-- TEXT TO READ --
Breeding Out of Season and Farm Tours

This year we are doing something different for the first time in regards to breeding. Or at least it is my first time. Farm Girl has done this procedure many times at work. We are attempting to breed our ewes out of season with the use of CIDR's and PMSG. We've bred ewes out of season before with our Katahdin flock but they are year round breeders so didn't require any help. This flock however, are a commercial flock and though several are crossed with Dorset or are pure Dorset, which are also known for their prolific lambing and out of season breeding, we decided it was best to CIDR them all.

What is CIDRing you ask? Good question. Before Farm Girl started working at her job, I had never heard of it before myself. It stands for Controlled Intravaginal Drug Release. Basically, it is the process of withholding a ewe's heat cycle in order to synchronize estrus cycles in the entire flock. Hence, we will have lambing over a day or two as opposed to weeks or months.


First step is to corral the flock and send them through a chute where they get inserted with a T-shaped plug that kind of reminds me of a tampon.



As we don't have any proper handling equipment, we had to fashion something out of materials we did have.


It worked decent enough but I was left to herd them forward from the behind, which most of them didn't appreciate. Farm Girl was up front and in charge of inserting the CIDR's while Farm Boy handled the release gate.

-- RECORD EXTRACTS --
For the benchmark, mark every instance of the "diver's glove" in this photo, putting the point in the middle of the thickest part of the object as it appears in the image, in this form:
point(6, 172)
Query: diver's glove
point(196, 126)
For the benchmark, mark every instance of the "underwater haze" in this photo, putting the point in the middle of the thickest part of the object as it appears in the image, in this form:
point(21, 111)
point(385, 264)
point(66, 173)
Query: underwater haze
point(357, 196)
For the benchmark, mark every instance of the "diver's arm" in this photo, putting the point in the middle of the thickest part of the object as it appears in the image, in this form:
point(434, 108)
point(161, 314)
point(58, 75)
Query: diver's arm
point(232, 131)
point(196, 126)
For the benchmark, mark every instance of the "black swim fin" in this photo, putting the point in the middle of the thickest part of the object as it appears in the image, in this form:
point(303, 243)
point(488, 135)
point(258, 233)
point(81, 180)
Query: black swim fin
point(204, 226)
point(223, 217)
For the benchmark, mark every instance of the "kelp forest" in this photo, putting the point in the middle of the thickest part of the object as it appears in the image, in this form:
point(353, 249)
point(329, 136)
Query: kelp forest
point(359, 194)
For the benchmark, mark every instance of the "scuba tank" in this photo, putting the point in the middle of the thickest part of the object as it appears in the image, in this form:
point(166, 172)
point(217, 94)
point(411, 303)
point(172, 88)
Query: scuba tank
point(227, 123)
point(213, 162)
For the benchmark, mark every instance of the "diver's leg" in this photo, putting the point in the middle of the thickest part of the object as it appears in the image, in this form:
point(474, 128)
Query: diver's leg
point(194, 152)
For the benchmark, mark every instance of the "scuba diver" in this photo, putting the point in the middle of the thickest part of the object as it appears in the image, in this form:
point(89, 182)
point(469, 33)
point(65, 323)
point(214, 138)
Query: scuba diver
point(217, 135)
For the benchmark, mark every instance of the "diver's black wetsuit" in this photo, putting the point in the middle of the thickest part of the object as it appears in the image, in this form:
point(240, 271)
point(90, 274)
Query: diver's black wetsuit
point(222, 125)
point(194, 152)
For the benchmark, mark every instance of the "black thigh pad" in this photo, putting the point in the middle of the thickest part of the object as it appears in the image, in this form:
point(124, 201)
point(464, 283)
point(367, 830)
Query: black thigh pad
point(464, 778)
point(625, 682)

-- EXERCISE DESCRIPTION --
From the passage on breeding ewes out of season, extract the part starting with "What is CIDRing" and going on through "the release gate.". The entries have no connection to the passage on breeding ewes out of season.

-- SOLUTION TO THIS PROBLEM --
What is CIDRing you ask? Good question. Before Farm Girl started working at her job, I had never heard of it before myself. It stands for Controlled Intravaginal Drug Release. Basically, it is the process of withholding a ewe's heat cycle in order to synchronize estrus cycles in the entire flock. Hence, we will have lambing over a day or two as opposed to weeks or months.


First step is to corral the flock and send them through a chute where they get inserted with a T-shaped plug that kind of reminds me of a tampon.



As we don't have any proper handling equipment, we had to fashion something out of materials we did have.


It worked decent enough but I was left to herd them forward from the behind, which most of them didn't appreciate. Farm Girl was up front and in charge of inserting the CIDR's while Farm Boy handled the release gate.